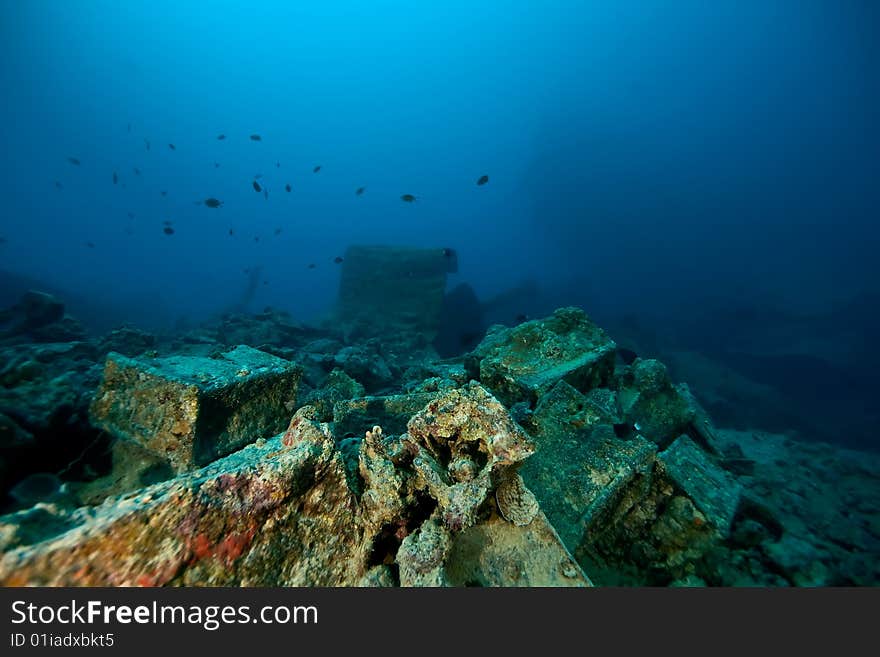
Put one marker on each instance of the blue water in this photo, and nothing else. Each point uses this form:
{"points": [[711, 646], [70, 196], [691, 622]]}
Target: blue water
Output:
{"points": [[704, 168]]}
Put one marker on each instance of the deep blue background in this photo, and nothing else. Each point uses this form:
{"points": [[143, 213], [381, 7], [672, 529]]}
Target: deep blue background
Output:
{"points": [[652, 158]]}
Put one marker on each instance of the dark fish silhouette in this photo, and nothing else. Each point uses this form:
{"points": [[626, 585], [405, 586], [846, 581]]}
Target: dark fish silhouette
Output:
{"points": [[627, 355]]}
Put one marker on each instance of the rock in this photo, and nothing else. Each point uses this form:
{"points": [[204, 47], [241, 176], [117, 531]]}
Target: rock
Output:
{"points": [[649, 399], [581, 477], [365, 363], [66, 329], [127, 341], [351, 417], [12, 435], [272, 327], [701, 430], [280, 512], [192, 410], [337, 387], [714, 491], [495, 552], [393, 293], [524, 362], [33, 311], [264, 516], [516, 503]]}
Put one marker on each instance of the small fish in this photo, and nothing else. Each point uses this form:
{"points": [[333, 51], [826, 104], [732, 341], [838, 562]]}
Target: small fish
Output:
{"points": [[36, 487], [627, 355]]}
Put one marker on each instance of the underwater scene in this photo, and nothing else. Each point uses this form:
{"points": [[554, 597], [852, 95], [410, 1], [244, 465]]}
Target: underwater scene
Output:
{"points": [[561, 293]]}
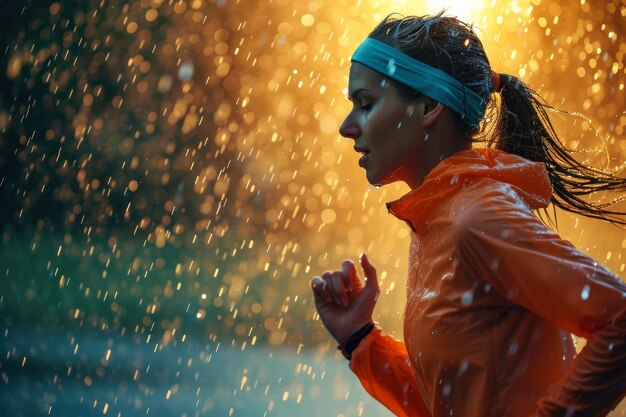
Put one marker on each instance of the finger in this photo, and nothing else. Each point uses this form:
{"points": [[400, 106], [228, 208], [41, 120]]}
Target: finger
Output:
{"points": [[318, 284], [320, 289], [338, 288], [369, 271], [350, 276]]}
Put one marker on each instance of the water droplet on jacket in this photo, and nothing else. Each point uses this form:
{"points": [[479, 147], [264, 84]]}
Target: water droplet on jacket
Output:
{"points": [[467, 298], [391, 66], [585, 292]]}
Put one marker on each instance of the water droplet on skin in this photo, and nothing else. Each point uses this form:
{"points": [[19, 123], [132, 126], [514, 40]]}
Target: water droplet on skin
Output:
{"points": [[585, 292]]}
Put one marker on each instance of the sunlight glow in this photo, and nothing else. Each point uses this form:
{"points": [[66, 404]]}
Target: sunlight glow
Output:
{"points": [[466, 10]]}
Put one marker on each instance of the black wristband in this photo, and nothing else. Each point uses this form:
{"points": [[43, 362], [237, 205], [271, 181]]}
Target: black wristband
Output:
{"points": [[351, 343]]}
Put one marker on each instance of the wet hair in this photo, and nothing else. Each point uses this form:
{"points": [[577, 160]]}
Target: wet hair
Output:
{"points": [[520, 123]]}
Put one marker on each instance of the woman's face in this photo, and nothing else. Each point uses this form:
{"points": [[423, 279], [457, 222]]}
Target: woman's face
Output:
{"points": [[386, 129]]}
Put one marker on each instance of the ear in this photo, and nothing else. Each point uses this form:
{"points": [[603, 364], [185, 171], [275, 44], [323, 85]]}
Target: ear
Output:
{"points": [[431, 110]]}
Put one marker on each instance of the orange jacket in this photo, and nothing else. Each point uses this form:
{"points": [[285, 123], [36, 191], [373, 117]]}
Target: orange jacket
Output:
{"points": [[492, 296]]}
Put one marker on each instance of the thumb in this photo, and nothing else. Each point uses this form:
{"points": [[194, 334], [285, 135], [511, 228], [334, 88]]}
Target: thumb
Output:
{"points": [[369, 271]]}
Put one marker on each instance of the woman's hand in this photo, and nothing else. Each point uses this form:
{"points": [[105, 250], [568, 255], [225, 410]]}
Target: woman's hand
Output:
{"points": [[343, 301]]}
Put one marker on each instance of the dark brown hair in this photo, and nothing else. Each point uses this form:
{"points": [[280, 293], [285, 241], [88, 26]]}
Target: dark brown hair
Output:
{"points": [[521, 124]]}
————————
To be done: Copy out the rows word for word, starting at the line that contains "Put one marker on each instance of the woman's hand" and ending at the last line of the rows.

Final result:
Put one marker on each instance of the woman's hand in this photo, and nothing else. Each point uses this form:
{"points": [[105, 250], [568, 255], [225, 410]]}
Target: woman's hand
Output:
{"points": [[343, 301]]}
Put one marker on each instance of the dark brown hair in this photo, and nothing else. Each point uses this form:
{"points": [[280, 293], [285, 241], [88, 26]]}
Target: dark brown hair
Output:
{"points": [[521, 124]]}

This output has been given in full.